RECORDS SHOWN:
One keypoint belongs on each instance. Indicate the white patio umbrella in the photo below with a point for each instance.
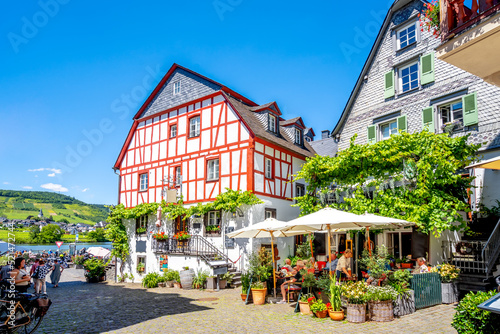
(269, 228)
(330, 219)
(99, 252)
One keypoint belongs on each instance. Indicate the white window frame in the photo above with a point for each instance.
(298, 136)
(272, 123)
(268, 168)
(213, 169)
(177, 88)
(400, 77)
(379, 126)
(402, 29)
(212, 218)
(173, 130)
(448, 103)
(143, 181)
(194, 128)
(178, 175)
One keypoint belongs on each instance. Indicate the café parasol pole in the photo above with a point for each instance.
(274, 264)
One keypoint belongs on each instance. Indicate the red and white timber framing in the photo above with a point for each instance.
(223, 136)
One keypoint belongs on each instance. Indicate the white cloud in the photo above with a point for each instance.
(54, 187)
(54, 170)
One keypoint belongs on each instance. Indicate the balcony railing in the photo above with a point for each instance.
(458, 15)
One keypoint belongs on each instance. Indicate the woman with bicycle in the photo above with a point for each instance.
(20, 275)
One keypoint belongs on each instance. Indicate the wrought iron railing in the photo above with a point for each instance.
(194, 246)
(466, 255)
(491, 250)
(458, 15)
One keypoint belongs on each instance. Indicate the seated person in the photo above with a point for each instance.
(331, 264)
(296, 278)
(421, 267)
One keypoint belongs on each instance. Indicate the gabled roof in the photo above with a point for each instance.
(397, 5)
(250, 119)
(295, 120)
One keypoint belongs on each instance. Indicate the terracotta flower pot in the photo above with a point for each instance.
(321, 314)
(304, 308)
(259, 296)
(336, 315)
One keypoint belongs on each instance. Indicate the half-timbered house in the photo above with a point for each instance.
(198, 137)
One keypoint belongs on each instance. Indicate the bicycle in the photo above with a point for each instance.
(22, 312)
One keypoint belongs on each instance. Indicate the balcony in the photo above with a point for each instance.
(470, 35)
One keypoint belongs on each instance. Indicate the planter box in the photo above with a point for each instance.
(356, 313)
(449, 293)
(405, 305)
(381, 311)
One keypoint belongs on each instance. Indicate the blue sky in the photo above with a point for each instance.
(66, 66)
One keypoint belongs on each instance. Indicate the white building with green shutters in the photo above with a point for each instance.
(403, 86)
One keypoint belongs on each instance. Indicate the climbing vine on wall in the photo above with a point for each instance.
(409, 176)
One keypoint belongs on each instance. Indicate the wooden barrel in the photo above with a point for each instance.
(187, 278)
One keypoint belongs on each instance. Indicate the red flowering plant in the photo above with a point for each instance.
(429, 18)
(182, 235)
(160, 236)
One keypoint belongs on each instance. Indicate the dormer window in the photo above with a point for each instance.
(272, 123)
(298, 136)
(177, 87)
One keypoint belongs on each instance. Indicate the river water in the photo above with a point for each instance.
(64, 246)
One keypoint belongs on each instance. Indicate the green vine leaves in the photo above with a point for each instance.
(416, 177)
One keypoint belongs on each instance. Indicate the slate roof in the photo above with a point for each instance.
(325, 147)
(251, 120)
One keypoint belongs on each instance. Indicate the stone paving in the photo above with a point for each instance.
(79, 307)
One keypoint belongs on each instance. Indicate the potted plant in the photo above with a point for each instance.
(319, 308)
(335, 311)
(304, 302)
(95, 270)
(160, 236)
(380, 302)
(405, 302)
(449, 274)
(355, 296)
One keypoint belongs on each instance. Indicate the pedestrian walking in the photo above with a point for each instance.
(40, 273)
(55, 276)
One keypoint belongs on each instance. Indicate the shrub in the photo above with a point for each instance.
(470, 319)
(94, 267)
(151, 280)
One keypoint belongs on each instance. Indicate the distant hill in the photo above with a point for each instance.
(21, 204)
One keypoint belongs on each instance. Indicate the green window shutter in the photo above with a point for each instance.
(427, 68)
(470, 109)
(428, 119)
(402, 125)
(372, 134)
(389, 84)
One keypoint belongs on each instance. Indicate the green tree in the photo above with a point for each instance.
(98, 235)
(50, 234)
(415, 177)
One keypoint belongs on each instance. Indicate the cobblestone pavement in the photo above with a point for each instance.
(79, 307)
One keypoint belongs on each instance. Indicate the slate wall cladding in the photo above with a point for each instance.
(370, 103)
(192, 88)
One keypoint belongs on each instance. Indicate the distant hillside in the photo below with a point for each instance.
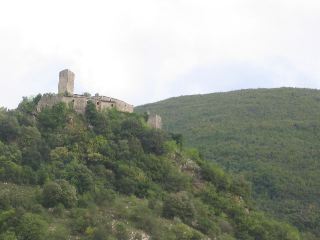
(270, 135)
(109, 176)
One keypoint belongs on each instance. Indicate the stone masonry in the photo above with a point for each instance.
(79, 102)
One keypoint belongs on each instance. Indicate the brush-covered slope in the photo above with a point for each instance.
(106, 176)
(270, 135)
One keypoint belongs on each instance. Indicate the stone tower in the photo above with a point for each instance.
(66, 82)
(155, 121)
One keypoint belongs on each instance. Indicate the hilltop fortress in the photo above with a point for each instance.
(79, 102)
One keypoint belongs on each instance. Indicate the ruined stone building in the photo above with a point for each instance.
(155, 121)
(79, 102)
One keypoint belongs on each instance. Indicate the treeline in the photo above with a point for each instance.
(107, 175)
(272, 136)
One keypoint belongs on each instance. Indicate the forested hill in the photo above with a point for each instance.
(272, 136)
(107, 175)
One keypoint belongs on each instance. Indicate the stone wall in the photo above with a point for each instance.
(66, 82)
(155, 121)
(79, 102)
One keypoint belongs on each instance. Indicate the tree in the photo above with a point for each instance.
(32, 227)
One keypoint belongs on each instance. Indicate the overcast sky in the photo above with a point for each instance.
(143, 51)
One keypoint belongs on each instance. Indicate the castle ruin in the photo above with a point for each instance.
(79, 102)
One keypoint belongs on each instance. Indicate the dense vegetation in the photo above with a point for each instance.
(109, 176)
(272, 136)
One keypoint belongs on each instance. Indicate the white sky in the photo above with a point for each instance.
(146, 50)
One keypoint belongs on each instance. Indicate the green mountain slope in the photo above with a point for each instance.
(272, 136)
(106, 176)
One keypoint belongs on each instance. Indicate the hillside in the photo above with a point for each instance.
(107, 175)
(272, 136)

OBJECTIVE:
Repeat, without change, each line of the data above from the one that contains "One keypoint belongs on each instance. Indicate the overcast" through the final line, counting both.

WORKED SOLUTION:
One keypoint belongs on each instance. Indicate the overcast sky in the photo above with a point for each instance.
(143, 51)
One keypoint belongs on each instance. Indicate the castle ruin in the photo above with a point for each instance.
(79, 102)
One keypoint belongs on each instance. Indicate the dense vegetation in the photo above with a point for each instance.
(109, 176)
(272, 136)
One keypoint belongs on each instance. Indicate the white sky in the photo above with a point for each instance.
(146, 50)
One keypoint belongs on each instance. Indicate the green mountain slope in the photo above with a point for each instance.
(272, 136)
(106, 176)
One keypoint belongs on each instance. Indicate the hillside in the photo above with a point for each instance.
(107, 175)
(272, 136)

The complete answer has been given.